• _WHAT IS NEEDED_: Quote the listing below word for word, omitting the pictures.

** Begin MATERIAL SUPPLIED **

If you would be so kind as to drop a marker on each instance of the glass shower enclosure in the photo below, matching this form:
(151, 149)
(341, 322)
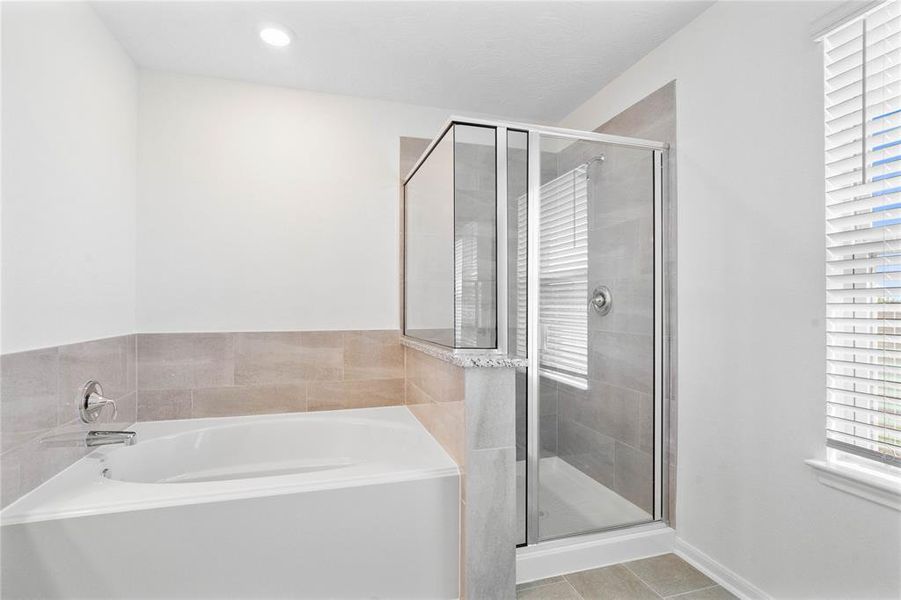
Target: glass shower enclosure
(548, 245)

** End MATERIAL SUPPLIED **

• _CORRECT ANSWER_:
If you would be so kind as to drop a marker on each instance of the glass shower enclosure in the photo below, matching this form:
(151, 149)
(341, 322)
Target: glass shower enclosure
(548, 245)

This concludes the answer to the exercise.